Creating a HDP cluster

Setting up a HDP cluster with Ambari

To have a fully functional cluster running HortonWorks Data Platform

 

Presentation

The Apache Ambari project implements a Web GUI that can be used to help in provisioning, managing and monitoring an Apache Hadoop cluster. With the time, it has introduced support for many Open Source projects, part of the Hadoop ecosystem.
The Ambari server will enable you to:
  1. Create a new cluster
  2. Provision services on selected nodes of the cluster
  3. Manage multiple versions of the services configuration
  4. Start and stop services from on single location
  5. Have a dashboard with the health of the cluster in general and each services in particular
  6. Provide you with metrics and statistics about your services (throughput, uptime, speed, volume, …)
  7. Deliver alarms for system alerts (e.g., a node goes down, remaining disk space is low, etc)
  8. Upgrade smoothly your whole cluster software
Ambari can be used to deploy and manage services and features like:
  • Zookeeper
  • HDFS
  • YARN
  • MapReduce
  • TEZ
  • PIG
  • Sqoop
  • Oozie
  • Kafka
  • Storm
  • Flume
  • NiFi
  • Hive
  • HBase
  • Kerberos authorizations
  • Ranger
  • SolR
These are the applications part of the HortonWorks Data Platorm, HortonWorks Data Flow and HortonWorks Data Platform Search.

▶ _Given request A_: Reproduce word for word the part of the Ambari page that opens with the words containing "Presentation" and closes with "speed, volume, …)".

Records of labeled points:
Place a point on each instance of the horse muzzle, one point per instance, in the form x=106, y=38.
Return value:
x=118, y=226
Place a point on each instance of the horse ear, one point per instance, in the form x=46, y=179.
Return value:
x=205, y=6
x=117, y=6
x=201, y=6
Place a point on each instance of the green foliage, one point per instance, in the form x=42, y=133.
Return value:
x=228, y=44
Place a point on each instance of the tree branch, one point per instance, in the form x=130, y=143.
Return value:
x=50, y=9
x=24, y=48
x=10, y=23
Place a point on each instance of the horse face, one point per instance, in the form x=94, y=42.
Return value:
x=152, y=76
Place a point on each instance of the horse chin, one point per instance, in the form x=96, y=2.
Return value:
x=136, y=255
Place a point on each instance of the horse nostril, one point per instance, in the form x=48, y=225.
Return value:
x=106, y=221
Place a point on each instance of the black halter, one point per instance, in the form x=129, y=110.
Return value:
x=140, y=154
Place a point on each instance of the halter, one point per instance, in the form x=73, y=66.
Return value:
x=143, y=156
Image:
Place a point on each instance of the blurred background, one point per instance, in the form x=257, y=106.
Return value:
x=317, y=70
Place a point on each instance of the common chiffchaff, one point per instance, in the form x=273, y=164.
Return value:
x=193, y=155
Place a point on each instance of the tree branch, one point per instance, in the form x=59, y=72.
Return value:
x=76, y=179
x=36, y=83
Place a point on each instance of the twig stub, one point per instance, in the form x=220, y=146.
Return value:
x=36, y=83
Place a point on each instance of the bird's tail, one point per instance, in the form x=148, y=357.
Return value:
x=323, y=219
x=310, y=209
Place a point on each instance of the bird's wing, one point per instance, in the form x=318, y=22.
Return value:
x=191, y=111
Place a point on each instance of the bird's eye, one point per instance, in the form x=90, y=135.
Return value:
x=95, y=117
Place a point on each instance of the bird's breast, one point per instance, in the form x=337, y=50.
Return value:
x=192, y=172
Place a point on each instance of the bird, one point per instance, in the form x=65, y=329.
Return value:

▶ _Given request B_: In the labeled-point entries, take the part that opens with the line containing "Place a point on each instance of the horse ear, one" and closes with the line containing "x=228, y=44", both lines included. Write out only that part, requests included, and shift every coordinate in the answers by -60.

▶ _Written solution A_:
Presentation

The Apache Ambari project implements a Web GUI that can be used to help in provisioning, managing and monitoring an Apache Hadoop cluster. With the time, it has introduced support for many Open Source projects, part of the Hadoop ecosystem.
The Ambari server will enable you to:
  1. Create a new cluster
  2. Provision services on selected nodes of the cluster
  3. Manage multiple versions of the services configuration
  4. Start and stop services from on single location
  5. Have a dashboard with the health of the cluster in general and each services in particular
  6. Provide you with metrics and statistics about your services (throughput, uptime, speed, volume, …)

▶ _Written solution B_:
Place a point on each instance of the horse ear, one point per instance, in the form x=46, y=179.
Return value:
x=145, y=-54
x=57, y=-54
x=141, y=-54
Place a point on each instance of the green foliage, one point per instance, in the form x=42, y=133.
Return value:
x=168, y=-16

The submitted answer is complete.